#### What needs to be done:
In the post on robot ethics below, reproduce word for word everything from "I think this" down to "best learned young.".

#### Extract provided:
▽
In fiction we have long had Isaac Asimov's “Three Laws of Robotics” but in real life its not that easy. Ronald Arkin, a professor of computer science at Georgia Tech, is working on this problem. He’s not the only one but you can read about him and some of the related issues at this article titled “Robot warriors will get a guide to ethics” There are also some links at his web site at Georgia Tech. It’s a tough issue. The ethical questions involved in warfare are tough in and of  themselves but getting a computer to understand or at least to properly process the inputs and make an “ethical” decision raises the level of complexity.

I think this is a piece of the growing importance of discussing ethics in computer science programs. I know that many under graduate programs have an ethics course requirement. The masters program I was in had a required ethics course. But I think we need to start having these discussions in high school (or younger). Ethical behavior is something best learned young.

Follow up: Chad Clites sent me a link to an article called Plan to teach military robots the rules of war that relates to this post.
△
#### Given information:
▽
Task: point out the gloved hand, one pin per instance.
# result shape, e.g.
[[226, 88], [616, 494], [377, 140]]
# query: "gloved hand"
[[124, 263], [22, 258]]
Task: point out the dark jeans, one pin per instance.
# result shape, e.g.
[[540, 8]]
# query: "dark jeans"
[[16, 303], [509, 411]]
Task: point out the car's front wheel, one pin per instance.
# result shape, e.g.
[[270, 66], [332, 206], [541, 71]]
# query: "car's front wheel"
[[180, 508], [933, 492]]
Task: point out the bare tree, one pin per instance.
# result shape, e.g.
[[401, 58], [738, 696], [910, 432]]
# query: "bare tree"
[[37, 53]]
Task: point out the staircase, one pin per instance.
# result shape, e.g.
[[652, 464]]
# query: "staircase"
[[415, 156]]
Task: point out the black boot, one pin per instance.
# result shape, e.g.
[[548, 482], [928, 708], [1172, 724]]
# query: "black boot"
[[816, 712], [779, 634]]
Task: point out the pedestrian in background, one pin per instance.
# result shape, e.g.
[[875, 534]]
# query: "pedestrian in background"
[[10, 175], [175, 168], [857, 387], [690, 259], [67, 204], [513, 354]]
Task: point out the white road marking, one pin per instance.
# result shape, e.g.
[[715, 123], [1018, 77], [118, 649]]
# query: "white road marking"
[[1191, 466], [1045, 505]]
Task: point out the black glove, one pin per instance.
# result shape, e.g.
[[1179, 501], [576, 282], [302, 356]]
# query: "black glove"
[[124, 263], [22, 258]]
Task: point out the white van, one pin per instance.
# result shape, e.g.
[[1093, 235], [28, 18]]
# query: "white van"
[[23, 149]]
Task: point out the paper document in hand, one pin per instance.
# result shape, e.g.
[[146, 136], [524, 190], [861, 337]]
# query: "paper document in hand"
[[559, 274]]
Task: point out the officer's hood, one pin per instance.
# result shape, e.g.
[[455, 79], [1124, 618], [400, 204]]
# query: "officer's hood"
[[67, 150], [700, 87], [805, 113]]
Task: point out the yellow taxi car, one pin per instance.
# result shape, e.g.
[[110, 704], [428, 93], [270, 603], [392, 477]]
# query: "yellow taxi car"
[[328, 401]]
△
#### The result:
I think this is a piece of the growing importance of discussing ethics in computer science programs. I know that many under graduate programs have an ethics course requirement. The masters program I was in had a required ethics course. But I think we need to start having these discussions in high school (or younger). Ethical behavior is something best learned young.